● **KUTIPAN TEKS**:
=======
Pemilihan
Gubernur Jawa Barat tinggal menunggu waktu. Bila tidak ada aral melintang,
pelaksanaannya tahun 2013. Dalam hitungan politik, pertarungan yang sebenarnya antar
calon gubernur kemungkinan akan dimulai pada awal tahun 2012.
Penulis
ingin mengemukakan sebuah pertanyaan, layakkah Ahmad Heryawan menjadi gubernur pada
periode keduanya? Pertanyaan seperti ini akan menjadi sangat panas jika
dikemukakan ke publik yang kiranya pada hari ini sedang bersiap-siap menghadapi
momentum Pilgub. Banyak pertanyaan yang ingin penulis sampaikan, tapi baik
kiranya kalau kita kemukakan satu persatu yaitu seperti pertanyaan di atas.
Masyarakat
Jawa Barat patut berbangga memiliki sosok gubernur seperti Ahmad Heryawan.
=======
● **DATA YANG DIBERIKAN**:
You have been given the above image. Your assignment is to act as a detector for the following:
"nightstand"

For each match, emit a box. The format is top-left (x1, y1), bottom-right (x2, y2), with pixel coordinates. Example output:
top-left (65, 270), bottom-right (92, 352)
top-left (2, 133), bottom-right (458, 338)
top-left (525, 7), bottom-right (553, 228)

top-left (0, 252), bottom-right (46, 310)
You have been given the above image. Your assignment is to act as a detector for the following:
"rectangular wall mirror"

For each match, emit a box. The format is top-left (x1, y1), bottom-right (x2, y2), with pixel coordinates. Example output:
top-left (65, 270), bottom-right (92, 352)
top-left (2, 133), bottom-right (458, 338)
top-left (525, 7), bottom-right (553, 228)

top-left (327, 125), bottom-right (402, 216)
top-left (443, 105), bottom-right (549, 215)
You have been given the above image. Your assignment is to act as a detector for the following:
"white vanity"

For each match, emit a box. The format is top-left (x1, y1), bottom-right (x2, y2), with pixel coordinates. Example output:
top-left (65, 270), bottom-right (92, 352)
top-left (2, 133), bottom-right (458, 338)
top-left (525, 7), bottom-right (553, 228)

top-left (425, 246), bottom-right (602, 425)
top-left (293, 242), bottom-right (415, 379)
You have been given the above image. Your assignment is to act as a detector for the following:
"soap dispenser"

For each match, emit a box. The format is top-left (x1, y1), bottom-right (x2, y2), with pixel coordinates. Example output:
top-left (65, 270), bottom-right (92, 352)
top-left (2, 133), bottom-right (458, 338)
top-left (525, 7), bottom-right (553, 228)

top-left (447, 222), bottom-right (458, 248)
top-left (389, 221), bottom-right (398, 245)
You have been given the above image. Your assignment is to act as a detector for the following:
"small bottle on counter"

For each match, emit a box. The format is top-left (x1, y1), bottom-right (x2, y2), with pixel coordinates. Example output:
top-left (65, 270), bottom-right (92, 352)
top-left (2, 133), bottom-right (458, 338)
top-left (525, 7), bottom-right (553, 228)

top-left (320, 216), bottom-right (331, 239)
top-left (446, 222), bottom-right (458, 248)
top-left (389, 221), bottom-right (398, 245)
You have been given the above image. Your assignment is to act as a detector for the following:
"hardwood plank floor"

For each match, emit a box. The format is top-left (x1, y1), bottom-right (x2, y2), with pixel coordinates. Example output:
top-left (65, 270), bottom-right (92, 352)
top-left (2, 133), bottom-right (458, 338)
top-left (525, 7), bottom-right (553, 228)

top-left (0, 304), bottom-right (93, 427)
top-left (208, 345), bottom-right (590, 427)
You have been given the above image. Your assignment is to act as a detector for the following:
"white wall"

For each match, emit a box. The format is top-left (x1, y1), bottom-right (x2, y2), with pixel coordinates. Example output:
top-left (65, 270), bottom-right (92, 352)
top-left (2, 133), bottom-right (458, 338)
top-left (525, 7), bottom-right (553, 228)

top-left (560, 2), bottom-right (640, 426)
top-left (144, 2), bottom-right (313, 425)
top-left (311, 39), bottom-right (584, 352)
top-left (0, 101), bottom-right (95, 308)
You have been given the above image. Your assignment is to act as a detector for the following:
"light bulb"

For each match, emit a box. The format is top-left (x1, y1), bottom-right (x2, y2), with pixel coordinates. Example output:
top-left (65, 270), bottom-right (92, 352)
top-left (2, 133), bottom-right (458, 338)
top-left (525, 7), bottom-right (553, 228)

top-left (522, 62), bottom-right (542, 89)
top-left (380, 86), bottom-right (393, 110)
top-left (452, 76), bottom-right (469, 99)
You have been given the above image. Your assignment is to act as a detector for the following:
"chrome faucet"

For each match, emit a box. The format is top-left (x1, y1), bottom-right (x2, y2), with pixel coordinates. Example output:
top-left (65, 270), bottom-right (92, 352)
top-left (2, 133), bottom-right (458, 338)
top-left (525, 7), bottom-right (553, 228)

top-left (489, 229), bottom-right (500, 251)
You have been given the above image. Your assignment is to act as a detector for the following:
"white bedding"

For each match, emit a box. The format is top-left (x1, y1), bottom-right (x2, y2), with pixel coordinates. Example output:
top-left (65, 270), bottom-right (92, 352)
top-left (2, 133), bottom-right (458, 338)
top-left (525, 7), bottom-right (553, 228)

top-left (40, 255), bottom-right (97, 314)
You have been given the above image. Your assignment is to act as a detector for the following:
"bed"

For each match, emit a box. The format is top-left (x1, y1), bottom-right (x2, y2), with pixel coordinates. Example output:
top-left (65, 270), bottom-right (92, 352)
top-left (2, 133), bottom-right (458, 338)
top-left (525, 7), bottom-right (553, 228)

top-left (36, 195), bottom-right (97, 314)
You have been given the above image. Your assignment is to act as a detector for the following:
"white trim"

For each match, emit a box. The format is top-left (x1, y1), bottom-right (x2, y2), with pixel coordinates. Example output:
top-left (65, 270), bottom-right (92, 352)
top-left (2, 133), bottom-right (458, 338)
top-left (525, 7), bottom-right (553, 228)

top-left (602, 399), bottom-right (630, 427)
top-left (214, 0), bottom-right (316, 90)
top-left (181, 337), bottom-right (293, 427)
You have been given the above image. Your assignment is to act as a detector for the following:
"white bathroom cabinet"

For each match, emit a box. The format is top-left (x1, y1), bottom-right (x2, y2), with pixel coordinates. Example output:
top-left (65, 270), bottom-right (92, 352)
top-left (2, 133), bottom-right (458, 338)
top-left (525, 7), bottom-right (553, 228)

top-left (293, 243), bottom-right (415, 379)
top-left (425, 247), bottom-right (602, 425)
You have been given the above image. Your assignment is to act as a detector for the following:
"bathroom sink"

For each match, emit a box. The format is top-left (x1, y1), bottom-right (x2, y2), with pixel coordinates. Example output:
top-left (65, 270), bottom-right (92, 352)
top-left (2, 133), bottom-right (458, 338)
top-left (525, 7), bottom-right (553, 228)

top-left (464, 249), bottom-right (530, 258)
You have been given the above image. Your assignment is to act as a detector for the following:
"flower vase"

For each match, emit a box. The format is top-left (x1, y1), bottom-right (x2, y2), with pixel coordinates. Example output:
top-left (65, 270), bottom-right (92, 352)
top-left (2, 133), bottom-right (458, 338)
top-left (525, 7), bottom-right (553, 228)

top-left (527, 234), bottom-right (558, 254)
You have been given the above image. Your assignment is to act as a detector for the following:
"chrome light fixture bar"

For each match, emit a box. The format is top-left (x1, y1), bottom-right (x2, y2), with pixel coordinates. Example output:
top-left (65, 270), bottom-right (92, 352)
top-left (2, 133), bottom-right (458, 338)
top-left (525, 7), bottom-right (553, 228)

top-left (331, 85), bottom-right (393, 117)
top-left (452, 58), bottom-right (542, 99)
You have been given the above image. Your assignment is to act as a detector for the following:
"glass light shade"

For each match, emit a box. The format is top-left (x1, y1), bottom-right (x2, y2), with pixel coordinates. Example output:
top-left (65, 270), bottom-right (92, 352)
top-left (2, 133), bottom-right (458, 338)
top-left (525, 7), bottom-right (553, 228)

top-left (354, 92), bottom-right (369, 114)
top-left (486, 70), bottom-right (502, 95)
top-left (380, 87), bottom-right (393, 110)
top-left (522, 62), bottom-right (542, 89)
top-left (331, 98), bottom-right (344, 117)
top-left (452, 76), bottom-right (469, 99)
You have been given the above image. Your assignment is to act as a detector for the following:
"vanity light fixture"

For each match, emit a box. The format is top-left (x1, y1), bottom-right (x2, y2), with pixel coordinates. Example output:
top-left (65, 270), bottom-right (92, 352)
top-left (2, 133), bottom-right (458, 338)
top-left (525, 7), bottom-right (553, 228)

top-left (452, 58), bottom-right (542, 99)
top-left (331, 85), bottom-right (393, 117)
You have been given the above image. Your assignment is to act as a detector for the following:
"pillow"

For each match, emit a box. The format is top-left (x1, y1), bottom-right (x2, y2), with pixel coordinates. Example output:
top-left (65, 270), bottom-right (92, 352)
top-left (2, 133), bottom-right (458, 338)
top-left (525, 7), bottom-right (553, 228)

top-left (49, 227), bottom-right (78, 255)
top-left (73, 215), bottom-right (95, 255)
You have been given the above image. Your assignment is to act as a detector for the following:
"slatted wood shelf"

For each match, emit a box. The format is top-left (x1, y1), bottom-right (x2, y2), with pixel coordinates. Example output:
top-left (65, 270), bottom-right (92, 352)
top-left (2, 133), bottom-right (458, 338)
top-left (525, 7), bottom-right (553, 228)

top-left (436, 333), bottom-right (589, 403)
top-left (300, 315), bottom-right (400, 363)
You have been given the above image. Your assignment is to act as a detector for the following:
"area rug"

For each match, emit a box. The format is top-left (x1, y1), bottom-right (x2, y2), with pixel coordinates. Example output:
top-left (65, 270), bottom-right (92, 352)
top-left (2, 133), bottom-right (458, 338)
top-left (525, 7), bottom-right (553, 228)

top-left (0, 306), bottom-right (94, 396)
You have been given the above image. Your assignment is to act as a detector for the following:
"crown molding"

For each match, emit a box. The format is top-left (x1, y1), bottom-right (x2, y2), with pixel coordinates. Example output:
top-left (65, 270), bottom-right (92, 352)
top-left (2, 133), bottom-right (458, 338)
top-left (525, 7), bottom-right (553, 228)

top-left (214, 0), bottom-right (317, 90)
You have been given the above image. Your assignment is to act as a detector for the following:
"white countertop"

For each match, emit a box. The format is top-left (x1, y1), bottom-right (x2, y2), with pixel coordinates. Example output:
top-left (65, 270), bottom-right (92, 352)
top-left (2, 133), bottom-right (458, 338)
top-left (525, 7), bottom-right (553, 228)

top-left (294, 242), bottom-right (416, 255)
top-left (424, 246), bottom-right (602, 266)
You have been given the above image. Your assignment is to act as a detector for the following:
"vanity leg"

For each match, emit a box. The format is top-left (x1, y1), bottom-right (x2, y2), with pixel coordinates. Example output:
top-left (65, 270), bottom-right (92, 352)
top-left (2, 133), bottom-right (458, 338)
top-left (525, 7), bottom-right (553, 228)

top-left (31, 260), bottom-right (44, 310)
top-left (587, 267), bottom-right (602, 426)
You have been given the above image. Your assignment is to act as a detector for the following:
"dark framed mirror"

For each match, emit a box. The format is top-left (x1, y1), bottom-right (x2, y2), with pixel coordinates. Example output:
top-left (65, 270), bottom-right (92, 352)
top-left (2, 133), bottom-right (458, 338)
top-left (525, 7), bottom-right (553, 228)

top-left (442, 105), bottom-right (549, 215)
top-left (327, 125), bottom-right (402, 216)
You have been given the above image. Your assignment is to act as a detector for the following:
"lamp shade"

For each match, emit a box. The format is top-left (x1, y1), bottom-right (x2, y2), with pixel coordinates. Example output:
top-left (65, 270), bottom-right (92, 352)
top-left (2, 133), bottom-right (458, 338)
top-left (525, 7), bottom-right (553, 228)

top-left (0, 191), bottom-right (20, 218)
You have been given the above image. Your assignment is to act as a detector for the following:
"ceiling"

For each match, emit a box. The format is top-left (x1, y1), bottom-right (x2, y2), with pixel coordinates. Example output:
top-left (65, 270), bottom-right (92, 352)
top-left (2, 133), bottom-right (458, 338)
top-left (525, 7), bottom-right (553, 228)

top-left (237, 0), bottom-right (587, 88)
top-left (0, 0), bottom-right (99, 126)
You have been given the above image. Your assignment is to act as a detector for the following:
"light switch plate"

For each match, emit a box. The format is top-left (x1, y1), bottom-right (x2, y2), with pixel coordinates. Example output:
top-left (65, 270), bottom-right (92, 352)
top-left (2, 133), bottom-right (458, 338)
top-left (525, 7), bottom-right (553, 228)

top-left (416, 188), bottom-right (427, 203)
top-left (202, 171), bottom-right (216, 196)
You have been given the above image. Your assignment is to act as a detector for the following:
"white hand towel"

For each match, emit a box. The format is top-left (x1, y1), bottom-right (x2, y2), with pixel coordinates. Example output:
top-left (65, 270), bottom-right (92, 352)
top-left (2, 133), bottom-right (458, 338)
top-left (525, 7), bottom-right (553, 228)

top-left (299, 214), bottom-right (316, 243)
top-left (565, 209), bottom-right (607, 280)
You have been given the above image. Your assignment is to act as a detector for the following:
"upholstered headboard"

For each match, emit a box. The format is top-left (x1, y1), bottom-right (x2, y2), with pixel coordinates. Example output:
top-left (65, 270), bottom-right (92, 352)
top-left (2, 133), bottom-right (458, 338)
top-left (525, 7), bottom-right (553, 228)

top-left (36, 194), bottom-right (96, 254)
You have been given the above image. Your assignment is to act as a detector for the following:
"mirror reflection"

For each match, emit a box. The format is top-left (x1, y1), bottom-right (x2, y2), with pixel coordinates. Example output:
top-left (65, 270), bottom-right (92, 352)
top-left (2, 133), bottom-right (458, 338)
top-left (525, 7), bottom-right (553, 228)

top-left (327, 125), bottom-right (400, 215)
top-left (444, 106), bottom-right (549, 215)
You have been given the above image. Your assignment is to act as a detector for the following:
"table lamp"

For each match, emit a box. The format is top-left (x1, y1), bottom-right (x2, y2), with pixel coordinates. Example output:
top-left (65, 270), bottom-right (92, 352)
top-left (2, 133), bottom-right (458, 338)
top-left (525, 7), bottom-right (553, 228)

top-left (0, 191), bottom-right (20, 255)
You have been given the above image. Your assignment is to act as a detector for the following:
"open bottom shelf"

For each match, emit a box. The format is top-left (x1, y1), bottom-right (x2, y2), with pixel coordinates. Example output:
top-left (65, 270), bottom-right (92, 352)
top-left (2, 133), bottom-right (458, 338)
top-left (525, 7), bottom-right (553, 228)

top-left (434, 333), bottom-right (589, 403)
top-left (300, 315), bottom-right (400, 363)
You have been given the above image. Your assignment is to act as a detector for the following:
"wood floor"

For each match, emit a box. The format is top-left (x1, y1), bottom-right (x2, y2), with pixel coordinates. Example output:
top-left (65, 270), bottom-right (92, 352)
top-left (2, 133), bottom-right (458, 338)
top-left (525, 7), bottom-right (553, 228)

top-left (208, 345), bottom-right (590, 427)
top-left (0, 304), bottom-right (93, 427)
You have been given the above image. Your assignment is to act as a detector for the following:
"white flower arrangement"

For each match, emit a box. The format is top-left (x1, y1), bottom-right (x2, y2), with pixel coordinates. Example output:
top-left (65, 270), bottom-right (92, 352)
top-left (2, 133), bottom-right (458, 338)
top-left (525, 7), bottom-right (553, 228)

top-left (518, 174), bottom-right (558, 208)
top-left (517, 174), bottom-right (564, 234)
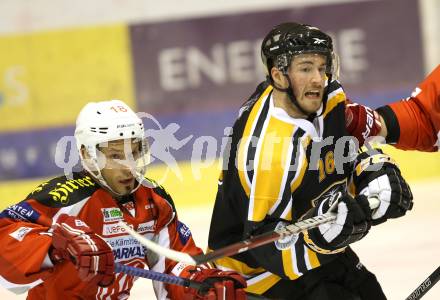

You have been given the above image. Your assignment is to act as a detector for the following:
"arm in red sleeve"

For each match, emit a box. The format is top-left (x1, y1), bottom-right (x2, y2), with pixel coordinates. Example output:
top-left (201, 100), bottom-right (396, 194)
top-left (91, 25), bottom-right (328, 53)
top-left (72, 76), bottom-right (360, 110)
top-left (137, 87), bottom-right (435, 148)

top-left (377, 66), bottom-right (440, 152)
top-left (0, 200), bottom-right (52, 293)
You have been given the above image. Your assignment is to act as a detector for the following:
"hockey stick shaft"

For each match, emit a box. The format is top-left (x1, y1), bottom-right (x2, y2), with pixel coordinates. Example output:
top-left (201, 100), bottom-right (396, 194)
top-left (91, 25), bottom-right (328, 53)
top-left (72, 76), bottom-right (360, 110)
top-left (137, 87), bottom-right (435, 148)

top-left (119, 197), bottom-right (380, 265)
top-left (115, 263), bottom-right (268, 300)
top-left (405, 267), bottom-right (440, 300)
=======
● **RINCIAN TUGAS**:
Teruskan tulisan tentang Pemilihan Gubernur Jawa Barat di atas, dimulai tepat setelah kalimat terakhirnya.

● **JAWABAN LATIHAN**:
Sampai hari ini, track record beliau
belum tersentuh oleh kasus korupsi. Publik juga mungkin sependapat dengan
pernyataan ini. Satu hal yang positif lantaran banyak kepala daerah yang
dimejahijaukan karena kasus korupsi. Ahmad Heryawan juga mengcut sejarah para seniornya yang tak pernah
bersih dalam hal memimpin birokrat. Dalam hal ini, sebagai seorang kader partai
yang mempunyai slogan Bersih, secara individu kualitas Ahmad Heryawan patut
kita acungi jempol. Tapi sampai kapankah ini terbukti? Karena dalam beberapa
contoh, tidak jarang banyak kepala daerah yang ketika menjabat tidak tersentuh
oleh hukum, tetapi habis selesai masa jabatannya, tidak berlangsung lama
langsung dijebloskan ke jeruji besi.
Dari
sisi yang penulis sampaikan di atas, perlu kiranya masyarakat Jawa Barat
memberikan apresiasi atas sifat yang dimiliki oleh Ahmad Heryawan tersebut.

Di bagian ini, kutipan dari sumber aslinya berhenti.